Extracted text ->
So sorry to hear your sad news.
We all know we will have to lose them one day but when the time comes it is still so hard.
Hope she meets our Chester over the Bridge.

Clive


----------



## Freddiebooks (Aug 9, 2008)

"The pic below is about one year old, but I think she compliments the Swift interior beautifully. "

Now there is a true dog lover, you buy a motorhome to match your dog. 

Sorry to hear you lost your favourite furry friend. I'm not dog a person, but it sounds as thou Jenny has had the most wonderful life. 

Freddiebooks


----------



## litcher (Jul 24, 2006)

I'm so, so sorry Russell. It's a horrible decision to have to make and even when you know you're doing the right thing you still feel so bad about it.

Thinking of you.

Viv


----------



## Pusser (May 9, 2005)

Sorry to hear bad news but I guess the dog could not have had a better life with you looking after her. I sometimes felt she was better looked after than I am at home.

Very sad for all that knew her.

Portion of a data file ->
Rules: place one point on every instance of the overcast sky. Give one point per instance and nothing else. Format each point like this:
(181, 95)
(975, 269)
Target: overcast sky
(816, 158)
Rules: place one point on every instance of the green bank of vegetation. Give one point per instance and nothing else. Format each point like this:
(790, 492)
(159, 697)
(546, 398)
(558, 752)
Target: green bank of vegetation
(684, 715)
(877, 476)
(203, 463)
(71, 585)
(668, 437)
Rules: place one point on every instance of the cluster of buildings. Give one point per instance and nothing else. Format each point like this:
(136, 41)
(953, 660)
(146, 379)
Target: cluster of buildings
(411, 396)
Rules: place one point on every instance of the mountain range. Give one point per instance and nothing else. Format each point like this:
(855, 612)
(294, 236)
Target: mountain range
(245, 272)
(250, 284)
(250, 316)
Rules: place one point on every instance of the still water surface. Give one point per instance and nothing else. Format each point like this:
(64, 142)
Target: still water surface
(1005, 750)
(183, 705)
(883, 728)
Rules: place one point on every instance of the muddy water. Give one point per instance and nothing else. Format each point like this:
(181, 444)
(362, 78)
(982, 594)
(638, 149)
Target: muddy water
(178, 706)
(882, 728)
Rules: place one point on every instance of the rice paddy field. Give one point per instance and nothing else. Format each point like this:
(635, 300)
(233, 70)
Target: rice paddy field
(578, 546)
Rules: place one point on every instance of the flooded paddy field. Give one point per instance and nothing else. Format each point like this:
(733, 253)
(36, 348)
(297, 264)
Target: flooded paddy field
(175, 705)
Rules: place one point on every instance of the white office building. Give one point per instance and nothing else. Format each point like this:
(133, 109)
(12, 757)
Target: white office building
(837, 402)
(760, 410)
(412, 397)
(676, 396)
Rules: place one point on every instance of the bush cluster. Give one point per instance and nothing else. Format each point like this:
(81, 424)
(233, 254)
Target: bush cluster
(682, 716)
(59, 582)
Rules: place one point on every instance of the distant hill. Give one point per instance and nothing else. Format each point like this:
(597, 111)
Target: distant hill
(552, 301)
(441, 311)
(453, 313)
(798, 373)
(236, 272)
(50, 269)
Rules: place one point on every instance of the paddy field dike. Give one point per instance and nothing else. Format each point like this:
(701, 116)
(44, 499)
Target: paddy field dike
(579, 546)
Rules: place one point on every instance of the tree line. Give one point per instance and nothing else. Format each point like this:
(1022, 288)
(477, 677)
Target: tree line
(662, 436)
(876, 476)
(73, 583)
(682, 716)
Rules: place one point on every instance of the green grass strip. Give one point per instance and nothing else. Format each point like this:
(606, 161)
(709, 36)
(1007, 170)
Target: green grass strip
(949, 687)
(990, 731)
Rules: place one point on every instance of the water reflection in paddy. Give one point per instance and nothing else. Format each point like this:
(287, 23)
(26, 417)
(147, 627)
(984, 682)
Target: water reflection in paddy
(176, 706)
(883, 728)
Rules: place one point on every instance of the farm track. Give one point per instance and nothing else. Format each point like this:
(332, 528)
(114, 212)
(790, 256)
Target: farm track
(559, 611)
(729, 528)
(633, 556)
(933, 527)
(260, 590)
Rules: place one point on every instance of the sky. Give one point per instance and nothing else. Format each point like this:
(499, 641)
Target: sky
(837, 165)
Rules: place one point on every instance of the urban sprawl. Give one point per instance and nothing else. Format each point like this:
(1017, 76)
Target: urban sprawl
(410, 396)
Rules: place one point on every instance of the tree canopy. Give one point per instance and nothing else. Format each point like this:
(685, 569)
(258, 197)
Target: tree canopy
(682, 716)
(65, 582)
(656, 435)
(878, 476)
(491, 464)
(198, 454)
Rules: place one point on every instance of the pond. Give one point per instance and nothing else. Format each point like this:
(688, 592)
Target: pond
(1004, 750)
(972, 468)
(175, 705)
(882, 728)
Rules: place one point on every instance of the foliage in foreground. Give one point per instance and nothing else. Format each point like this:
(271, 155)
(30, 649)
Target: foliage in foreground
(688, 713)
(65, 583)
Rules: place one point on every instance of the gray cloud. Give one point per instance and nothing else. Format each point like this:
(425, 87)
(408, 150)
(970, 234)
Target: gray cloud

Stated problem A ->
Decide whether each statement agrees with the forum thread, answering yes or no and quoting the words that settle it: (i) Clive hopes the dog will meet Chester over the Bridge. (ii) The picture of the dog was taken within the past month. (iii) Viv calls it an easy decision to make.
Stated problem B ->
Extract the passage of the forum thread from "## Pusser (May" up to and including "am at home.".
Stated problem C ->
Write what comes next in the forum thread of condolences over the loss of the dog Jenny, starting after its last sentence.
The records have nothing to do with this work.

Expected answer A ->
(i) Yes: "Hope she meets our Chester over the Bridge."
(ii) No: "The pic below is about one year old"
(iii) No: "It's a horrible decision to have to make"

Expected answer B ->
## Pusser (May 9, 2005)

Sorry to hear bad news but I guess the dog could not have had a better life with you looking after her. I sometimes felt she was better looked after than I am at home.

Expected answer C ->
----------



## b16duv (Feb 14, 2006)

So sorry to hear the sad news about Jenny. She looked like a super dog. 

David


----------



## rowley (May 14, 2005)

Sorry to hear your sad news. You can still treasure those special moments you had together. Best wishes, Rowley.


----------



## peejay (May 10, 2005)

Very sorry to hear about this Russel. 

It was a long time ago, but I can still remember the painful day we took our dog Jessie to the vets on her final journey. From what i've read about your adventures I'm sure you can be content in the knowledge you gave her a wonderful life.


Pete.


----------



## bowlty (Dec 28, 2009)

i wish they was something i could say
god bless


----------



## KeiththeBigUn (Oct 3, 2007)

Very sad news.... 

We had the same decision to make for our beloved Lab, Charlie last August. Good friends are worth looking after well, you did good. 

Run free Jenny. 

Keith


----------



## Briarose (Oct 9, 2007)

Hi Russell I am so sorry to hear your sad news, I know how much you loved Jenny so was shocked to hear your news. I lost my Dad last Monday evening and today it has really really hit me,I was supposed to be at the shop but in the end couldn't face it, so we are probably feeling pretty much the same right now. My love and thoughts Nette x.


----------



## Losos (Oct 28, 2009)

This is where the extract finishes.